- **Task instructions**
In the listing below, rewrite as a numbered list everything from the line with "Expected: one point per instance of the castle in" through the last line, skipping blank lines and leaving out the pictures.

- **Records to use**
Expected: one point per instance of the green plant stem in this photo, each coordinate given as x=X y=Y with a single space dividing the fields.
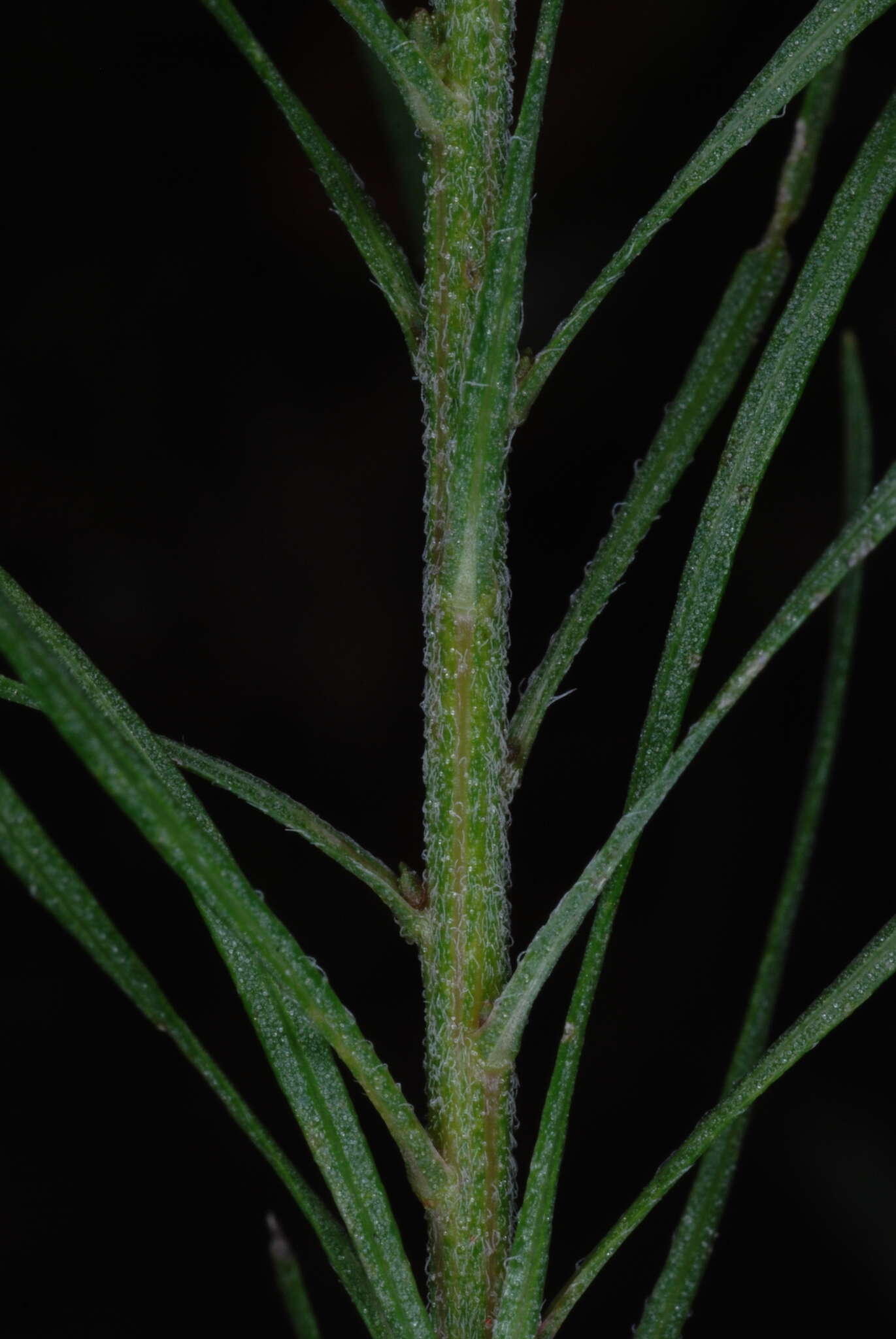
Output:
x=813 y=44
x=467 y=686
x=286 y=995
x=670 y=1303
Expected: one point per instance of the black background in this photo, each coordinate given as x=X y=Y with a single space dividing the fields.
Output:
x=212 y=479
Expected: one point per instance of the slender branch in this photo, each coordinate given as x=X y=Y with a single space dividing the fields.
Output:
x=815 y=43
x=374 y=239
x=500 y=1037
x=767 y=409
x=291 y=1283
x=33 y=856
x=713 y=374
x=480 y=186
x=874 y=966
x=670 y=1302
x=403 y=900
x=122 y=754
x=427 y=99
x=301 y=820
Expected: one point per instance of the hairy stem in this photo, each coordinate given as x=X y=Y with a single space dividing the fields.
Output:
x=467 y=963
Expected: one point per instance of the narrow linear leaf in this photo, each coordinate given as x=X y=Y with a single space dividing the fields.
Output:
x=297 y=819
x=403 y=145
x=51 y=880
x=374 y=239
x=500 y=1038
x=874 y=966
x=291 y=1285
x=284 y=809
x=767 y=410
x=14 y=691
x=427 y=99
x=768 y=406
x=716 y=369
x=812 y=46
x=672 y=1297
x=117 y=747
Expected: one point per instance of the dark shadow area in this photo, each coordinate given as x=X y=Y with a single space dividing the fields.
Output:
x=212 y=479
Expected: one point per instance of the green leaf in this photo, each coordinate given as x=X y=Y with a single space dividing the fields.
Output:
x=500 y=1038
x=296 y=817
x=670 y=1303
x=291 y=1285
x=291 y=1003
x=14 y=691
x=812 y=46
x=713 y=374
x=874 y=966
x=51 y=880
x=374 y=239
x=403 y=146
x=427 y=99
x=765 y=411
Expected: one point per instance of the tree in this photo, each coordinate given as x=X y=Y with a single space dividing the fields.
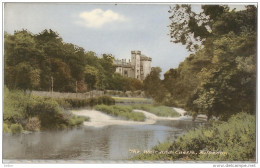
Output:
x=220 y=77
x=153 y=86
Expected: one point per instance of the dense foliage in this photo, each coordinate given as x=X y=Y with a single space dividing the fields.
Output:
x=33 y=61
x=123 y=112
x=158 y=110
x=219 y=79
x=225 y=141
x=78 y=103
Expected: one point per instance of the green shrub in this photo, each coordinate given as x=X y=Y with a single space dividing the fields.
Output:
x=123 y=112
x=6 y=128
x=16 y=128
x=77 y=103
x=38 y=112
x=157 y=110
x=76 y=121
x=33 y=124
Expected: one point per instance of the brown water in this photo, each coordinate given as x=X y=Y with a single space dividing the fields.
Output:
x=88 y=143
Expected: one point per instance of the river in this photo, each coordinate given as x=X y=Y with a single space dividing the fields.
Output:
x=111 y=142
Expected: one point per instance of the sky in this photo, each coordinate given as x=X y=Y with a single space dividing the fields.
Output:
x=115 y=29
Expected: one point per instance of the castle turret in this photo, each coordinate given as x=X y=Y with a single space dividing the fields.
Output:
x=136 y=57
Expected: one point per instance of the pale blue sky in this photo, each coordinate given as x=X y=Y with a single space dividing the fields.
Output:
x=103 y=28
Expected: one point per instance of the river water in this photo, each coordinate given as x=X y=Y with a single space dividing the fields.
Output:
x=89 y=143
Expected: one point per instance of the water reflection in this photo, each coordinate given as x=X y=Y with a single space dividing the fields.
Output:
x=88 y=143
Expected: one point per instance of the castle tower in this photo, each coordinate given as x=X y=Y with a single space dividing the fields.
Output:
x=136 y=57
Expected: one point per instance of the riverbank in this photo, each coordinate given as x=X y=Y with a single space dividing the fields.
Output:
x=100 y=119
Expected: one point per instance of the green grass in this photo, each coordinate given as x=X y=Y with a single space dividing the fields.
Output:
x=20 y=108
x=123 y=112
x=163 y=111
x=234 y=140
x=133 y=100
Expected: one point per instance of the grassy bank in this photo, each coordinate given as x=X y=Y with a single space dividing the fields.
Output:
x=123 y=112
x=23 y=112
x=222 y=141
x=132 y=100
x=157 y=110
x=77 y=103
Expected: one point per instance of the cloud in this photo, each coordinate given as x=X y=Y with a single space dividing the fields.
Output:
x=98 y=18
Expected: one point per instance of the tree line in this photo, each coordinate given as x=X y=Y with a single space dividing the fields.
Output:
x=219 y=77
x=38 y=61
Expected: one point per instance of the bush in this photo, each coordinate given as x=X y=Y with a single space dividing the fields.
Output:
x=33 y=124
x=6 y=128
x=77 y=103
x=16 y=128
x=76 y=121
x=157 y=110
x=36 y=113
x=124 y=112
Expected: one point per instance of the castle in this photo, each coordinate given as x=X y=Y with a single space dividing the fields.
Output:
x=138 y=67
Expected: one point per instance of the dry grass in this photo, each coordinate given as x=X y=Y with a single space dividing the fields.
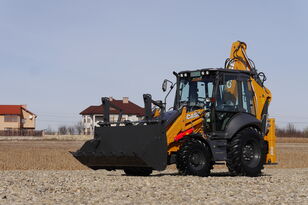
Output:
x=39 y=155
x=54 y=155
x=292 y=140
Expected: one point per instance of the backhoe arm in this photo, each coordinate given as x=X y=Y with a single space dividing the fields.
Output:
x=262 y=96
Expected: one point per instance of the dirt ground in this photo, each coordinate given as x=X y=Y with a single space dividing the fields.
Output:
x=54 y=155
x=44 y=172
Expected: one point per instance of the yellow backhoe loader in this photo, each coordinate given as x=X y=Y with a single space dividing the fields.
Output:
x=220 y=115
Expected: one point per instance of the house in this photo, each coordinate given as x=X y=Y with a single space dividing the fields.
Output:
x=93 y=114
x=16 y=117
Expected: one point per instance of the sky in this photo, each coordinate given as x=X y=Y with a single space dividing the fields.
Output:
x=59 y=57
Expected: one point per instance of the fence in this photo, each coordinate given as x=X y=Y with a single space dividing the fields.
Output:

- **Written answer**
1. Expected: one point per instance of the castle in this photo, each coordinate given as x=X y=Y with a single space dividing the fields.
2. Output:
3. x=138 y=67
4. Expected: one point per instance of the dry grass in this photo, each coordinate given as x=X y=Y with a single space dividing the fields.
5. Output:
6. x=39 y=155
7. x=54 y=155
8. x=292 y=140
9. Expected: one point per instance of the backhoe arm in this photo, each coordinate given as x=X y=Y with a single space dividing the fields.
10. Output:
11. x=262 y=96
12. Expected: one point per instance of the dirt ground in this photo, each coordinate given as x=X y=Y with a single space dividing the fields.
13. Output:
14. x=54 y=155
15. x=44 y=172
16. Expected: one point per instance of the yellow backhoe loader in this photo, each coordinate given as x=X y=Y with a single space dividing the fields.
17. Output:
18. x=220 y=115
19. Expected: one point per instance of the house in this photo, each coordinate given as x=X y=Y with a single space dividing the fields.
20. Output:
21. x=93 y=114
22. x=16 y=117
23. Expected: one point per instance of the sky in this photo, each coordinate given as x=X y=Y with a single space dividing the fields.
24. Output:
25. x=59 y=57
26. Expected: one point per instance of the fence in this photo, each coordinate given as x=X y=Y with a single space dividing the fields.
27. Output:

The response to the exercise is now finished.